* Texto para leitura *

□ □ □ □

Militar acha difícil ‘aniquilar’ as Farc

Coronel colombiano acredita que novo governo deve retirar gradualmente o ‘oxigênio político e militar’ da guerrilha esquerdista, em vez de tentar esmagá-la

 

BOGOTÁ – Uma coisa é falar de guerra, outra é fazer a guerra, contra frentes guerrilheiras espalhadas por todo o país, embrenhadas na selva ou misturadas com a população civil, e com comprovada disposição para recorrer ao terrorismo e transformar a Colômbia num inferno.

“Se o governo pretender aniquilar a guerrilha, não creio que isso seja possível”, afirma o coronel Carlos Alfonso Velásquez. “As Farc cresceram muito, têm bastante experiência acumulada, e os fatores terreno, coesão e organização contam a seu favor.”

Velásquez prevê que as Farc vão agir com o governo como um toureiro, que finca as bandeiras no touro, para ver como ele reage. “Se o governo ficar nervoso, será pior para ele”, adverte o coronel da reserva. “Em vez de pretender esmagar a guerrilha, o governo deve ir tirando gradualmente oxigênio militar e político das Farc.”

O general Álvaro Valencia Tovar aprova o eixo da estratégia do presidente eleito, Álvaro Uribe: a profissionalização das Forças Armadas. Elas são formadas, hoje, por 60 mil profissionais e 50 mil conscritos. “Quando chegarmos a 100 mil profissionais, eliminaremos o alistamento militar obrigatório”, prevê Uribe, em seu programa de governo.

O soldado profissional é obviamente mais efetivo e motivado que o recruta. Mas custa mais: seu salário, estima Tovar, é seis ou sete vezes maior que o soldo do conscrito do serviço militar obrigatório. Uribe vai precisar de dinheiro, num contexto em que promete lutar contra o déficit fiscal, embora sem sacrificar os investimentos sociais e militares.

“Parece que o presidente vai buscar o apoio estrangeiro, não só político, mas também econômico, e tentará mostrar ao mundo que a Colômbia está travando uma batalha solitária contra o narcotráfico, que é um problema internacional”, diz o general da reserva, recordando que a União Européia é um grande consumidor das drogas colombianas. O que equivale a dizer que ela financia o conflito armado colombiano, indiretamente.

Os americanos também são, mas têm dado sua parcela de contribuição. No biênio 2000-2001, o presidente Bill Clinton colocou US$ 1,3 bilhão no Plano Colômbia, de combate ao narcotráfico – e à guerrilha, para efeitos práticos – e substituição de cultivos. Tudo indica que o governo George W. Bush será tão ou mais generoso. Além disso, Uribe acena, se necessário – e será -, com um imposto de guerra.

□ □ □ □

* Dados fornecidos *
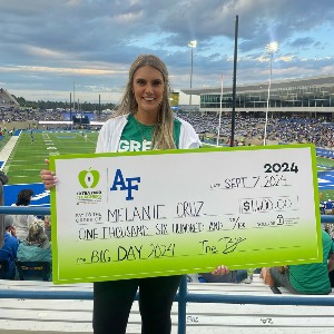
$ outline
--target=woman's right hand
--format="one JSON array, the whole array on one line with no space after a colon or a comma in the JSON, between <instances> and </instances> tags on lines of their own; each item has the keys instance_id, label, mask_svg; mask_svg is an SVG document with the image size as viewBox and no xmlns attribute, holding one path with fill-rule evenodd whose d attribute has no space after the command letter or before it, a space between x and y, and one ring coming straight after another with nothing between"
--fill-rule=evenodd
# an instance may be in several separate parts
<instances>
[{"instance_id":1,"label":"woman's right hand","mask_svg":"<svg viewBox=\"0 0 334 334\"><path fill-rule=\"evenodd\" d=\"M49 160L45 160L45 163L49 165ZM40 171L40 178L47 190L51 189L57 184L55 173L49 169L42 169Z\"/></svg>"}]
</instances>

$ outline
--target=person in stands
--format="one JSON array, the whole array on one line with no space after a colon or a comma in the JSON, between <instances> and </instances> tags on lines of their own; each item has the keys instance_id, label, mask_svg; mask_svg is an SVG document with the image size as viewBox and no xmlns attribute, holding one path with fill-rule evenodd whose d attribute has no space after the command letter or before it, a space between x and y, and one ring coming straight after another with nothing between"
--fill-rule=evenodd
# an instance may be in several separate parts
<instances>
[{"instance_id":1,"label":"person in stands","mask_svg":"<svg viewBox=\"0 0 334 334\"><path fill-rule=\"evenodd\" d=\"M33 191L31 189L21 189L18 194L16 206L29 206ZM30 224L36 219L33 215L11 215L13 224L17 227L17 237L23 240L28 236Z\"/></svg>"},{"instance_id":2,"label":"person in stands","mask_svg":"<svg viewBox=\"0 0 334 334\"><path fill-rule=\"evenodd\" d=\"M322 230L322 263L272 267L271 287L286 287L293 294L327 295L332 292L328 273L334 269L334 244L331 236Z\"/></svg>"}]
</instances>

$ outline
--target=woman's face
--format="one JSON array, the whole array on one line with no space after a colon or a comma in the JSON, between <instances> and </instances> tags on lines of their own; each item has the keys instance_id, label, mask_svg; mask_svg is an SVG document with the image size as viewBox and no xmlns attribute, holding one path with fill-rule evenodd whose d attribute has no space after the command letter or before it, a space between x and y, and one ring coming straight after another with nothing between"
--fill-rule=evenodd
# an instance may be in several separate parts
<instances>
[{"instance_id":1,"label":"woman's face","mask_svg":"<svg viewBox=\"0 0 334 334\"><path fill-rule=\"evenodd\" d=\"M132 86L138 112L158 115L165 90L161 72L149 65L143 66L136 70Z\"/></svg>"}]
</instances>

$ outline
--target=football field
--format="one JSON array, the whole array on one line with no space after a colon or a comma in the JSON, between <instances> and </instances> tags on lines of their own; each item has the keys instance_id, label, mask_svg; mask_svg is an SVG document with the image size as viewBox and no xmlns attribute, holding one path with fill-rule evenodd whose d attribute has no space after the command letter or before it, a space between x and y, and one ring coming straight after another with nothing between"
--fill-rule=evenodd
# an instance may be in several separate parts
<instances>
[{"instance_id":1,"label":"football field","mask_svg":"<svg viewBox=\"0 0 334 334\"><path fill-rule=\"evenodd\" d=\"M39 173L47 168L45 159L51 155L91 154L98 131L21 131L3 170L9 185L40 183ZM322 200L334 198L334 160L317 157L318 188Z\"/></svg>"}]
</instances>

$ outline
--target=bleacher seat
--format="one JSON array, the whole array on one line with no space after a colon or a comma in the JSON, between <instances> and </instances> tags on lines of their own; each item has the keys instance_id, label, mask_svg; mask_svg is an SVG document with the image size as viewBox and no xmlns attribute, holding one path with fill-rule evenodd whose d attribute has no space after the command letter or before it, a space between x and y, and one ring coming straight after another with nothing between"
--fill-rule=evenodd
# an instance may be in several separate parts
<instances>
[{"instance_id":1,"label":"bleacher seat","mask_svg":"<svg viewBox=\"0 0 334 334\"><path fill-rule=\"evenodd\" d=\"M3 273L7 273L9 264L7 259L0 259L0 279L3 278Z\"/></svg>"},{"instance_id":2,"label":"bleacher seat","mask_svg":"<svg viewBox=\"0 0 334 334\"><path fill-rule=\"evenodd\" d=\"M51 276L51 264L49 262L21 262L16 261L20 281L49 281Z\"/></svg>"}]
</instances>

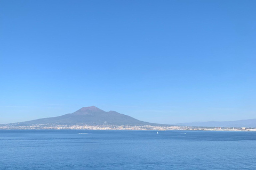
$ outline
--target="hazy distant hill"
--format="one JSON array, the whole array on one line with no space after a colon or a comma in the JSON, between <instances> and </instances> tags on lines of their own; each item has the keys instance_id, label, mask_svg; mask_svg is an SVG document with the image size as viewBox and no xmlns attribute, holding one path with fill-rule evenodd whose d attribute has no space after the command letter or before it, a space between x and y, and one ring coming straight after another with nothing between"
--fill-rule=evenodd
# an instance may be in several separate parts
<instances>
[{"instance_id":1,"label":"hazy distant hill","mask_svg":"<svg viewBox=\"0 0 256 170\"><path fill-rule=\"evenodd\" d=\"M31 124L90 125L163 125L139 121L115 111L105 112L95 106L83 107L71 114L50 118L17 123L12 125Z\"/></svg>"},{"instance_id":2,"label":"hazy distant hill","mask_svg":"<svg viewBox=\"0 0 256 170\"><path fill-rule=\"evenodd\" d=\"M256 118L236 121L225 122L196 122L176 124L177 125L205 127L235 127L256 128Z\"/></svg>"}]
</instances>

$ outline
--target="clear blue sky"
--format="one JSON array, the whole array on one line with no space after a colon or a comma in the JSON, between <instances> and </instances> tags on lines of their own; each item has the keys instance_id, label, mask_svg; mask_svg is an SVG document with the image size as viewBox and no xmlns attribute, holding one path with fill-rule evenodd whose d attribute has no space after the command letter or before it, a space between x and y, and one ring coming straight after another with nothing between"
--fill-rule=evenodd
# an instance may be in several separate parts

□ □ □ □

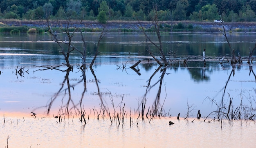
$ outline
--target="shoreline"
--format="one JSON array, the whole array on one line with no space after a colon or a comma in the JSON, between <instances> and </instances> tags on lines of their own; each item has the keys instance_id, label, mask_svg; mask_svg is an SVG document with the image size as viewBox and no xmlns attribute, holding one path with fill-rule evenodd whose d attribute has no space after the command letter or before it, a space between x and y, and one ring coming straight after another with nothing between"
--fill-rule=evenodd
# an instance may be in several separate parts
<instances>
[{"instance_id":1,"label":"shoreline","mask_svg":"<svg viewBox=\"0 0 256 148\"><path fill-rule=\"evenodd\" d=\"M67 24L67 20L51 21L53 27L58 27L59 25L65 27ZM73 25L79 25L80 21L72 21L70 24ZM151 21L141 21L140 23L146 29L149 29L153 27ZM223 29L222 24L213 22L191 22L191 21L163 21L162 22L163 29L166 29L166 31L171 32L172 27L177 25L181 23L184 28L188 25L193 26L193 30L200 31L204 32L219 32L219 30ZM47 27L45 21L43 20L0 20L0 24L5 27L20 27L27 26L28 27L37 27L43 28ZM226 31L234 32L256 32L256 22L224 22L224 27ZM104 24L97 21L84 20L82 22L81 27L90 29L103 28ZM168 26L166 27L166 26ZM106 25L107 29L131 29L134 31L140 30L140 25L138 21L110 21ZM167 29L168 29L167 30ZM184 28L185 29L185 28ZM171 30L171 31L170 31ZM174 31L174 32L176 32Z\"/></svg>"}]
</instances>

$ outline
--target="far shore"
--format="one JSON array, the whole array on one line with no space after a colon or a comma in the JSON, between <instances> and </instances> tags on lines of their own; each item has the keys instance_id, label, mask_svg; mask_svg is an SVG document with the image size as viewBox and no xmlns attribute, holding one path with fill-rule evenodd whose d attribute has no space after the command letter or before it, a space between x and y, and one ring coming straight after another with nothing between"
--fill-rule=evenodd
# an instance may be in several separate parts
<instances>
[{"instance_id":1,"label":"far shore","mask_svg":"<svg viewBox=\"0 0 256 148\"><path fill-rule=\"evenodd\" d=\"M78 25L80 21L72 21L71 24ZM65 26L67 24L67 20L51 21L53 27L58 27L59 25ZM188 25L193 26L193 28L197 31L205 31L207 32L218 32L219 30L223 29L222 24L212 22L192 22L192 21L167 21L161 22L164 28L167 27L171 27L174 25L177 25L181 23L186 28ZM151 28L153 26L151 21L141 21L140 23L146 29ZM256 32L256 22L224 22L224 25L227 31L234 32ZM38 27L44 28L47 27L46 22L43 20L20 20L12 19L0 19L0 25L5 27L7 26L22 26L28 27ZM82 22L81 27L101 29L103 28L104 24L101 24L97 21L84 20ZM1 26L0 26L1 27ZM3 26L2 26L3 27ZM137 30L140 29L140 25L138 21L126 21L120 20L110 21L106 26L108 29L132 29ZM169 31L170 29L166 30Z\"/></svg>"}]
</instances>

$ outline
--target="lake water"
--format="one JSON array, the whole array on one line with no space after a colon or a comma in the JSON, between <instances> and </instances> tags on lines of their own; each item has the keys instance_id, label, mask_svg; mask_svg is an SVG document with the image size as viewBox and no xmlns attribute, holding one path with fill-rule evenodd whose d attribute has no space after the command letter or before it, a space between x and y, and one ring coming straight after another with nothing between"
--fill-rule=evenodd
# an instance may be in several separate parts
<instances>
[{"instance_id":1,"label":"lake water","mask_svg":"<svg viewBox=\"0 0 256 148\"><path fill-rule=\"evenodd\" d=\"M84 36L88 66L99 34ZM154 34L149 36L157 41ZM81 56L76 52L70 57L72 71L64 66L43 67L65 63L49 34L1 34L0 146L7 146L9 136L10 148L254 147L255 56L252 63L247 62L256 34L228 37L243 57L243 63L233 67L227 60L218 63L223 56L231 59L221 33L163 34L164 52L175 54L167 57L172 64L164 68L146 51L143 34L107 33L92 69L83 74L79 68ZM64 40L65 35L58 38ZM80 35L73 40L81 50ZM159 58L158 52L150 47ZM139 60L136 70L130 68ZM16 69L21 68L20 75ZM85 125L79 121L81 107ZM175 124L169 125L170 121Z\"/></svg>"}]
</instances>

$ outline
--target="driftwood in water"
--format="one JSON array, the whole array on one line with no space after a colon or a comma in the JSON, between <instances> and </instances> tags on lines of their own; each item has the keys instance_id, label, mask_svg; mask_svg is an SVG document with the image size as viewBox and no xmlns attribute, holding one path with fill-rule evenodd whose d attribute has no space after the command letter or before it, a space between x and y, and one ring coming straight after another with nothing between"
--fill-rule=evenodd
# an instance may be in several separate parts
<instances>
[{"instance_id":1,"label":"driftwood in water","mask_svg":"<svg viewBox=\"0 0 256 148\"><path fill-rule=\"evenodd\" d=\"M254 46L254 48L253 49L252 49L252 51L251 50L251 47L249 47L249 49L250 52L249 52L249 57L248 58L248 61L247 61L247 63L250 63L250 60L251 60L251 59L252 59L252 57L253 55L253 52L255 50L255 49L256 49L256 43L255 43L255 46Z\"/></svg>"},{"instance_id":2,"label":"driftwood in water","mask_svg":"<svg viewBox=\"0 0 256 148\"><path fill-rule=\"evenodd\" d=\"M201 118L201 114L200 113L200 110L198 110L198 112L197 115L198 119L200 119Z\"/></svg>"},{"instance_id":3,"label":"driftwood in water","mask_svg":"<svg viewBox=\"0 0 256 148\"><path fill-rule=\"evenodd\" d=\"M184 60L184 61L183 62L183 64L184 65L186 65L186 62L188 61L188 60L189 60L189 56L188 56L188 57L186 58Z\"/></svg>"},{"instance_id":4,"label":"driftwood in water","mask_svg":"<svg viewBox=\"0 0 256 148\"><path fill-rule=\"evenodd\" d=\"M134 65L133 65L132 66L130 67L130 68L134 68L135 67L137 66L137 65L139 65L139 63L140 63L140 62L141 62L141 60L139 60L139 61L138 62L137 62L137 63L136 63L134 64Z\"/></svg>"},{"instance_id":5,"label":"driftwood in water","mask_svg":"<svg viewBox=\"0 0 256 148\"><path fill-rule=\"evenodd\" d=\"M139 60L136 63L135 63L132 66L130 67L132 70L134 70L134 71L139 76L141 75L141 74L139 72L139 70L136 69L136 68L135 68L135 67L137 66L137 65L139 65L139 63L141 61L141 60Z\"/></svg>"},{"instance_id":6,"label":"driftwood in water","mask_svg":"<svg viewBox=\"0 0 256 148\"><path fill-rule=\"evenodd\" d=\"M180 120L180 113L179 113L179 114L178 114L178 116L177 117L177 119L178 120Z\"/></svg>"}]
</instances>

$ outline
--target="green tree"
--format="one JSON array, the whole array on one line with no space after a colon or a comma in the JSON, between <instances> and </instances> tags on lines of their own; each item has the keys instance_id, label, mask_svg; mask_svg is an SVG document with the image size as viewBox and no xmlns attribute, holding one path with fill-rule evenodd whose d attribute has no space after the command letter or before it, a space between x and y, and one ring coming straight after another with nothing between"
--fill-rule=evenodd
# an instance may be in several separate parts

□ □ □ □

* Seu objetivo *
Diga se cada afirmação abaixo está de acordo com o texto sobre as Farc, respondendo sim ou não e citando literalmente as palavras do texto que decidem a questão.
1. O coronel Carlos Alfonso Velásquez considera possível aniquilar a guerrilha.
2. Hoje as Forças Armadas contam com 60 mil profissionais.
3. Segundo Tovar, o salário do soldado profissional é o dobro do soldo do conscrito.

* Resposta do exercício *
1. Não: "Se o governo pretender aniquilar a guerrilha, não creio que isso seja possível"
2. Sim: "Elas são formadas, hoje, por 60 mil profissionais e 50 mil conscritos"
3. Não: "seu salário, estima Tovar, é seis ou sete vezes maior que o soldo do conscrito do serviço militar obrigatório"